» **WHAT TO WORK ON**
Copy out every line in the items below that contains the word "wooden".

:::

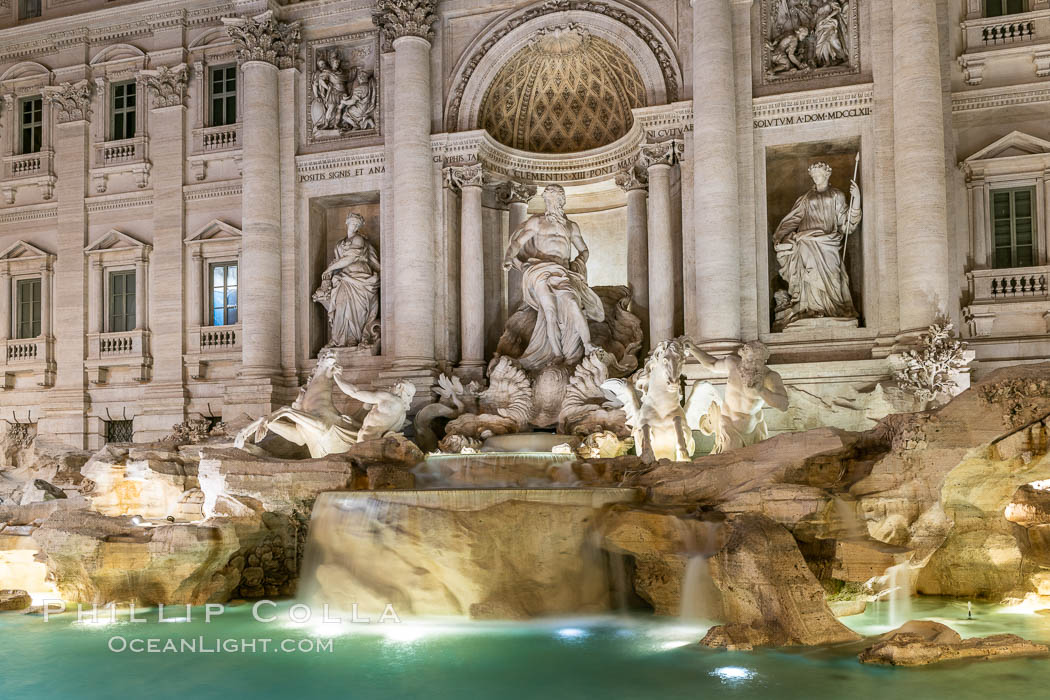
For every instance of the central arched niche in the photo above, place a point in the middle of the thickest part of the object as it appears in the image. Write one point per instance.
(565, 91)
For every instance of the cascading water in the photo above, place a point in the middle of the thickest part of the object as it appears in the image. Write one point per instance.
(699, 596)
(899, 594)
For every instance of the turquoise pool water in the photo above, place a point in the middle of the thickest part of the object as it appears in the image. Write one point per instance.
(606, 658)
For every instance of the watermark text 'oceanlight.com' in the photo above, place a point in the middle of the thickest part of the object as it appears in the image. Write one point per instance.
(263, 611)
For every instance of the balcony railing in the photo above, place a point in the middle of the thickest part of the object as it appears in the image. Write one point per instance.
(123, 345)
(1008, 33)
(219, 339)
(24, 351)
(211, 139)
(28, 357)
(120, 152)
(1010, 284)
(27, 165)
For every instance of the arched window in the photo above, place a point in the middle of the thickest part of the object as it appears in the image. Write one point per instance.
(1001, 7)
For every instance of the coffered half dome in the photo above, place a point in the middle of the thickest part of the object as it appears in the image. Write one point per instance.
(566, 91)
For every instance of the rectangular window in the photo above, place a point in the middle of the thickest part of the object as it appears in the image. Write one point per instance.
(224, 294)
(122, 301)
(27, 311)
(1013, 225)
(223, 96)
(120, 431)
(1001, 7)
(122, 105)
(28, 9)
(32, 124)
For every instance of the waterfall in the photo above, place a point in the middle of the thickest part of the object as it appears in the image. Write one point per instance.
(698, 592)
(851, 524)
(699, 596)
(899, 578)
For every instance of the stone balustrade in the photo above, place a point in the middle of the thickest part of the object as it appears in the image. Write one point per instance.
(994, 38)
(216, 139)
(30, 358)
(221, 339)
(1016, 283)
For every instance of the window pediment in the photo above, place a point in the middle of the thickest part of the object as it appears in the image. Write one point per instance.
(23, 252)
(1016, 152)
(214, 231)
(118, 242)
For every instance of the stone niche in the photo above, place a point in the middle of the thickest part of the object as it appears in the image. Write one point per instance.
(328, 227)
(788, 178)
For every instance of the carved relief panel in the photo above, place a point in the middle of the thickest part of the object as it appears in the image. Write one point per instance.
(342, 79)
(809, 39)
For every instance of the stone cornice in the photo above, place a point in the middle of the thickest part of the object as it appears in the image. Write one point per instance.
(168, 85)
(118, 202)
(107, 25)
(404, 18)
(1029, 93)
(632, 178)
(509, 192)
(263, 38)
(70, 102)
(813, 106)
(30, 213)
(211, 191)
(467, 175)
(667, 152)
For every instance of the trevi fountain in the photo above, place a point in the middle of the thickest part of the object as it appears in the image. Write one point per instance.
(558, 348)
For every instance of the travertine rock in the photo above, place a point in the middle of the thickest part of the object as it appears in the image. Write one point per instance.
(764, 584)
(510, 553)
(96, 558)
(146, 482)
(277, 485)
(923, 642)
(659, 543)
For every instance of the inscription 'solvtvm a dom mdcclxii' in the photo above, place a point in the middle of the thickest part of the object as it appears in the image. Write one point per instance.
(198, 197)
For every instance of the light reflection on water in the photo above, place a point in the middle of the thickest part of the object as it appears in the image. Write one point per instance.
(608, 657)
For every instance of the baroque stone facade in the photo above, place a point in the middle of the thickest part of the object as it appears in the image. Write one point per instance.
(177, 177)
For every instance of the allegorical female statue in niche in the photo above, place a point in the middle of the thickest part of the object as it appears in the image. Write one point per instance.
(350, 290)
(810, 244)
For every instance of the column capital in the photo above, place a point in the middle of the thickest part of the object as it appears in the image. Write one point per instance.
(633, 178)
(666, 152)
(167, 85)
(263, 38)
(70, 101)
(404, 18)
(510, 192)
(467, 175)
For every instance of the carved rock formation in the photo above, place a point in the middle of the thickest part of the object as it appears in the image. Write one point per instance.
(923, 642)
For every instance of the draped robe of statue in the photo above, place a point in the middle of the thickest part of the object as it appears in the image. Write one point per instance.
(353, 300)
(810, 254)
(567, 284)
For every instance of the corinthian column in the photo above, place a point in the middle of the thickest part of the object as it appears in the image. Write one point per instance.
(163, 316)
(657, 160)
(922, 216)
(516, 196)
(715, 191)
(635, 183)
(264, 46)
(66, 403)
(406, 26)
(468, 181)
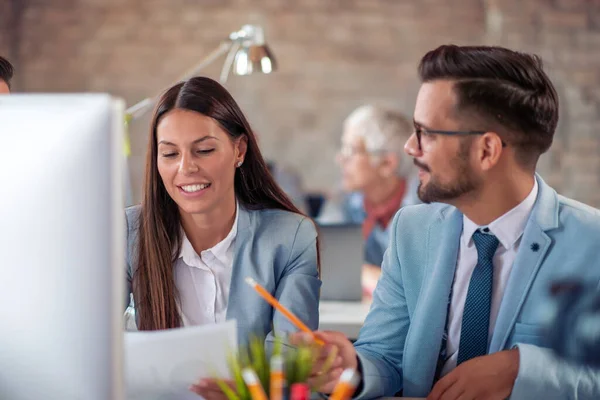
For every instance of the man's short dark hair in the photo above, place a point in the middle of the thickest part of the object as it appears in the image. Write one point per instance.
(6, 70)
(502, 88)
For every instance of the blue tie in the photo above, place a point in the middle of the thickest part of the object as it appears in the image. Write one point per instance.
(476, 317)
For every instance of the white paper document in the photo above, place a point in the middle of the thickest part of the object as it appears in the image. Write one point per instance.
(161, 365)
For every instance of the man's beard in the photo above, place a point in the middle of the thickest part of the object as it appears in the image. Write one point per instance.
(464, 183)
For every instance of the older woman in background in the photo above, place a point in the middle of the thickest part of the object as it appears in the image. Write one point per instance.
(377, 179)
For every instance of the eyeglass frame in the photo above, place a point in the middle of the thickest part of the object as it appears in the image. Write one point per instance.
(419, 129)
(353, 151)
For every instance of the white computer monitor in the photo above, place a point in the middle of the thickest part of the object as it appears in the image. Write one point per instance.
(61, 247)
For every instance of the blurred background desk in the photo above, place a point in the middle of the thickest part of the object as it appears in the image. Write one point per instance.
(344, 316)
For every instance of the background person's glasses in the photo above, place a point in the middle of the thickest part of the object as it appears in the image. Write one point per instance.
(347, 151)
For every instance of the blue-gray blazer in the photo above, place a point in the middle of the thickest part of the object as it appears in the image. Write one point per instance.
(276, 248)
(400, 342)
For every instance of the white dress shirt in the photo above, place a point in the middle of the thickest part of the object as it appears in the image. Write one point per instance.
(203, 280)
(508, 229)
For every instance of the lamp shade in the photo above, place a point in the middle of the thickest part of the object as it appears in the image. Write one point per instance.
(254, 58)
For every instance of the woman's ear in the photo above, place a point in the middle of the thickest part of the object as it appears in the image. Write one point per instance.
(241, 146)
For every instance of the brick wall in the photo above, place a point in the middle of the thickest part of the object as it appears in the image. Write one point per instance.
(333, 56)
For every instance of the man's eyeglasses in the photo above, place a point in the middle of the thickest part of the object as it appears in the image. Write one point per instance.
(419, 132)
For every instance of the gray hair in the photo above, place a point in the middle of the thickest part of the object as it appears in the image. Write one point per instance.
(383, 131)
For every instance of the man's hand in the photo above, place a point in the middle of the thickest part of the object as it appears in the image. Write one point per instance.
(338, 351)
(487, 377)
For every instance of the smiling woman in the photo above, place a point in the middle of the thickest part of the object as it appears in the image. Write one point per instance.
(212, 215)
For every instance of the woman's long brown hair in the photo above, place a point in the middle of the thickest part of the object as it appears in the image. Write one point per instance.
(159, 226)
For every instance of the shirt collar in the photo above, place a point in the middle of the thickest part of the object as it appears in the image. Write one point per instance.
(509, 227)
(219, 251)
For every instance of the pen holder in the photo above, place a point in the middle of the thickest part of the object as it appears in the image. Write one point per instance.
(297, 365)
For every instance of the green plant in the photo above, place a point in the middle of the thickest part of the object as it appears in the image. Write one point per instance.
(298, 365)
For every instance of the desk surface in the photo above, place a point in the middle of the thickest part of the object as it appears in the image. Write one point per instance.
(346, 317)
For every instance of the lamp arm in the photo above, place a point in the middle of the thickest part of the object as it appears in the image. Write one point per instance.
(228, 62)
(140, 108)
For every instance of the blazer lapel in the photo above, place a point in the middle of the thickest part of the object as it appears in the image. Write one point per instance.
(442, 252)
(238, 288)
(532, 250)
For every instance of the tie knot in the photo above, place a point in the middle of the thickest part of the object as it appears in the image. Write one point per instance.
(486, 245)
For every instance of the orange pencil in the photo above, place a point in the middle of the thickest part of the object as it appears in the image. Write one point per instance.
(277, 305)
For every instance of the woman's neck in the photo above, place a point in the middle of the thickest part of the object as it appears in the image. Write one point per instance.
(206, 230)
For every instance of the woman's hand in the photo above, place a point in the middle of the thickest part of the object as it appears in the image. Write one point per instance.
(210, 390)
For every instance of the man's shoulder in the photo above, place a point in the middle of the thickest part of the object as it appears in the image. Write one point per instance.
(573, 214)
(420, 215)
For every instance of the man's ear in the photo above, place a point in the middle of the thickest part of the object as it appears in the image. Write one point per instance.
(489, 150)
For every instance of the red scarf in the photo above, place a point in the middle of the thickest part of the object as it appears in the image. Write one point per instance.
(383, 213)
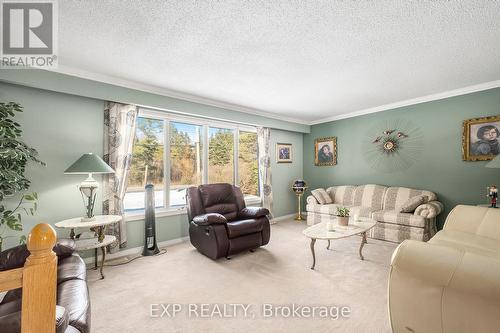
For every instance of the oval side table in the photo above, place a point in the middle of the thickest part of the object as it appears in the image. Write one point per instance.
(100, 241)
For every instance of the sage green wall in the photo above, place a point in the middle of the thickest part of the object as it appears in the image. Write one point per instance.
(62, 127)
(440, 168)
(284, 174)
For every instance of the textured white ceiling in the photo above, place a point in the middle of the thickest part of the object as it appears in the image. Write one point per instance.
(302, 59)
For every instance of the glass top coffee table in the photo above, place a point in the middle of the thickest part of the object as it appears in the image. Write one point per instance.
(321, 231)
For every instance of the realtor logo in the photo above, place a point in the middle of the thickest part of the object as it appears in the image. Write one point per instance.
(28, 33)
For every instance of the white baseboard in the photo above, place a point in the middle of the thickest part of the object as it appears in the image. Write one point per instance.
(134, 251)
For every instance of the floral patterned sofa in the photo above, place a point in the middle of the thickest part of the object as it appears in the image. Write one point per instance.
(383, 205)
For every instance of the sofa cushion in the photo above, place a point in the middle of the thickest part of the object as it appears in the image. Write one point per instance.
(361, 211)
(371, 196)
(330, 209)
(393, 216)
(321, 196)
(397, 233)
(72, 267)
(244, 227)
(342, 195)
(411, 204)
(73, 295)
(468, 242)
(396, 197)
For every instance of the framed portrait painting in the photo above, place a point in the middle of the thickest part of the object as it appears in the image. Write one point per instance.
(480, 139)
(284, 153)
(325, 151)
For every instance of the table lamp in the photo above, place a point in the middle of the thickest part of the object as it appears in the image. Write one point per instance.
(89, 164)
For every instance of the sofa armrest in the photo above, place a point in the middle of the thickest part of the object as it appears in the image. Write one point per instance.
(209, 219)
(429, 210)
(253, 212)
(311, 200)
(428, 283)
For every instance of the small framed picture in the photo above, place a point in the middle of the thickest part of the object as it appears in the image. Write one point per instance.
(325, 151)
(284, 153)
(480, 139)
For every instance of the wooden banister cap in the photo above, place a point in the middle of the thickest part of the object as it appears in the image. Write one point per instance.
(41, 237)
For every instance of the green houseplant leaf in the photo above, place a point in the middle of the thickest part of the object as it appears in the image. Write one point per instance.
(14, 157)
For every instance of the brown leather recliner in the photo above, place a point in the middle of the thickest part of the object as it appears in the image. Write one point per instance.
(221, 225)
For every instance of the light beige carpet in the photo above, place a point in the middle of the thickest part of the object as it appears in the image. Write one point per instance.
(276, 274)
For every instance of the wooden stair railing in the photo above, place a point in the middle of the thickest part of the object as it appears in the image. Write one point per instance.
(38, 278)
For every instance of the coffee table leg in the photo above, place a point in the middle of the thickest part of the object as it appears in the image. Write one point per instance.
(103, 249)
(313, 241)
(363, 242)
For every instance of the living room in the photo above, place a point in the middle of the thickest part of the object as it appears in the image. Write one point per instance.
(228, 166)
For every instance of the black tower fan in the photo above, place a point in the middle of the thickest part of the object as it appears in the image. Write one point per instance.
(150, 246)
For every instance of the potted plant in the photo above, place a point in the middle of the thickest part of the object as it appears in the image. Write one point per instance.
(14, 156)
(343, 216)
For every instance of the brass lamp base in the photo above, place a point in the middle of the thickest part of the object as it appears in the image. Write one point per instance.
(299, 216)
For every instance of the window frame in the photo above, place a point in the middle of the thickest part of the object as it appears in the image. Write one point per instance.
(205, 123)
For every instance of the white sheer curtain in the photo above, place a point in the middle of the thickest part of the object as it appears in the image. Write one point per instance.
(119, 132)
(265, 176)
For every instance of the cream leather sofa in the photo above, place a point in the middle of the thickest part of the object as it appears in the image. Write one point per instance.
(450, 284)
(381, 203)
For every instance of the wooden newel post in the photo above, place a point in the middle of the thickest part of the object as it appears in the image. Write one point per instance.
(39, 282)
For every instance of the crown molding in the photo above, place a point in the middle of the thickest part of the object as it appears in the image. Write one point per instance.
(235, 107)
(413, 101)
(170, 93)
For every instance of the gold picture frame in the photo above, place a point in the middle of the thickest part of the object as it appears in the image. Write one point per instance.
(480, 138)
(326, 155)
(284, 153)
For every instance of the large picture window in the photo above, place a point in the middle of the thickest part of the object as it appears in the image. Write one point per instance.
(175, 152)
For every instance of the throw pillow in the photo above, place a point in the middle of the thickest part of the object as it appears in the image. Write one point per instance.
(411, 204)
(321, 195)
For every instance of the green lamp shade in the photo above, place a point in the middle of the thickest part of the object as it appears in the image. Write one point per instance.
(495, 163)
(89, 163)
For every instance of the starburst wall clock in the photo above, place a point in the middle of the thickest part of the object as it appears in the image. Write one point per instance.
(393, 145)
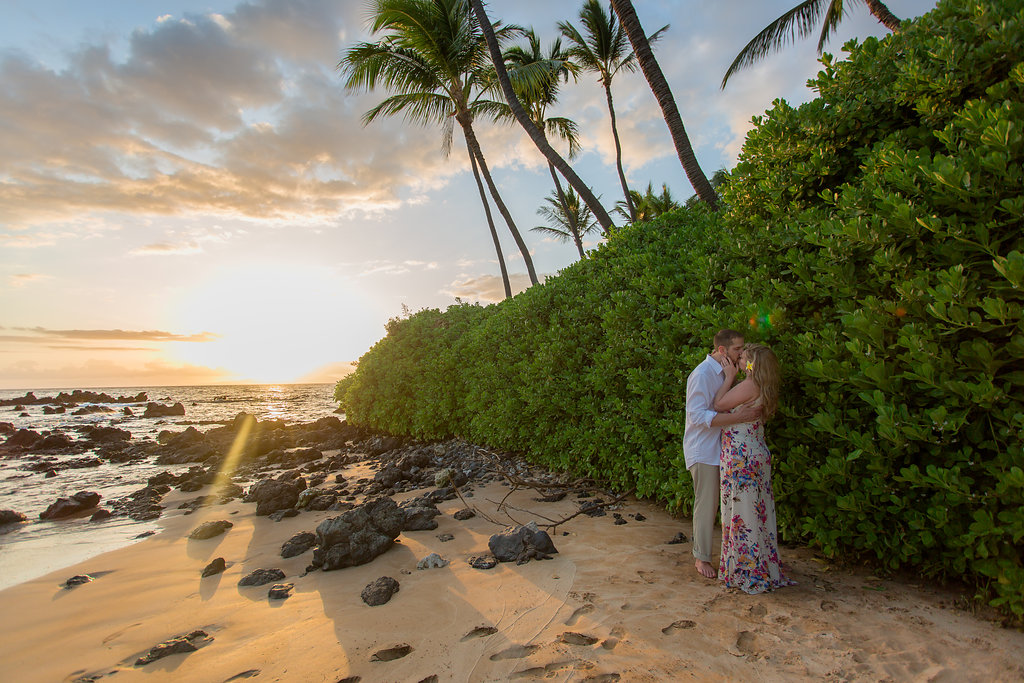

:::

» **FULL ANSWER**
For every instance of the wooden banister cap in the photo above, place a point in the middle of the thickest part of the object as it appears in the image. Write one point per instance.
For every instance of the wooden stair railing in the photo above, place a point in the middle of the thickest part of the object as it appears in the image. Write one point per instance.
For every instance of the wooden newel post in the photo above, place a point in the middle of the thickest part of the object as it appears in the image. Write one point per instance.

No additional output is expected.